--- START SUPPLIED MATERIAL ---

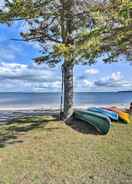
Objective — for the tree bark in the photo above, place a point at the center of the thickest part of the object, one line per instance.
(68, 90)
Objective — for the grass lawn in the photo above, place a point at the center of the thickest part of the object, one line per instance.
(41, 150)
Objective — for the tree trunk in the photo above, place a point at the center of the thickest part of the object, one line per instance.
(68, 90)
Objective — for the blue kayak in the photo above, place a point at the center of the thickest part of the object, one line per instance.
(108, 113)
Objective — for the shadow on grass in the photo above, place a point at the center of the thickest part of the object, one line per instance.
(82, 127)
(10, 132)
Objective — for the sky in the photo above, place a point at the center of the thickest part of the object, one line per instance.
(19, 73)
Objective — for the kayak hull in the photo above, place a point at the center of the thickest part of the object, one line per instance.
(122, 115)
(112, 115)
(100, 122)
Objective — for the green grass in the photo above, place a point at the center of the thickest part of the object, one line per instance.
(42, 150)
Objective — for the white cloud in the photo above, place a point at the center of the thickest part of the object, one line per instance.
(22, 77)
(116, 80)
(116, 76)
(92, 71)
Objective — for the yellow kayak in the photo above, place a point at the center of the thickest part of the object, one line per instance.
(122, 115)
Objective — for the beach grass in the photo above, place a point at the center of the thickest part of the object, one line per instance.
(43, 150)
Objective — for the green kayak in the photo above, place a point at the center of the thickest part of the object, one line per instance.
(99, 121)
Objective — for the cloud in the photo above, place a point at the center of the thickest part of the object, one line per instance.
(116, 80)
(92, 71)
(22, 77)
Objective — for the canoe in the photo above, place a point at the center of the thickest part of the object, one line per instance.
(100, 122)
(112, 115)
(122, 115)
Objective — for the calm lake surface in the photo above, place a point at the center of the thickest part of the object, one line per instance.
(52, 100)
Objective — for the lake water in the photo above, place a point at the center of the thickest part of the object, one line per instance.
(20, 101)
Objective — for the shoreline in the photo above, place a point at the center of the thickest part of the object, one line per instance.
(57, 108)
(8, 114)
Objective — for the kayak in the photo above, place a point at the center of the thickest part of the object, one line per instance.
(110, 114)
(97, 120)
(122, 115)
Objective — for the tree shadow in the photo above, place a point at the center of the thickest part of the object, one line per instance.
(11, 131)
(82, 127)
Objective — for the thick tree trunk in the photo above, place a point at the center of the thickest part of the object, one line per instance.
(68, 90)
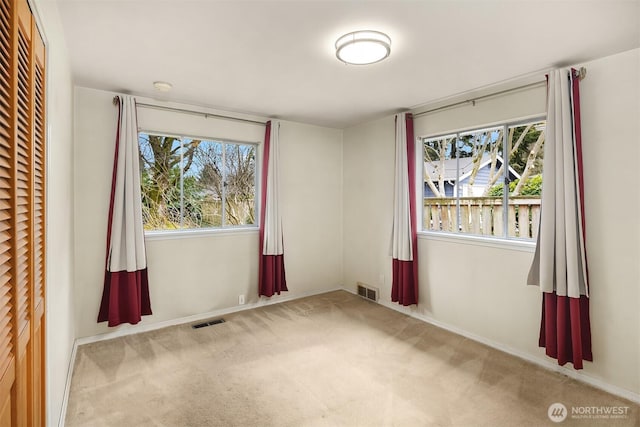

--- END SUPPLIED MATERIAL ---

Show every line of the entries above that contains the string "shadow", copying each line in full. Treat the match as case-sensitive.

Objective — for the shadow on grass in the photo above, place a point at the center of the thickest part of the object, one line per instance.
Objective — for the tree shadow in the photo above, place a point at the center of the thickest part of the object, one line per instance.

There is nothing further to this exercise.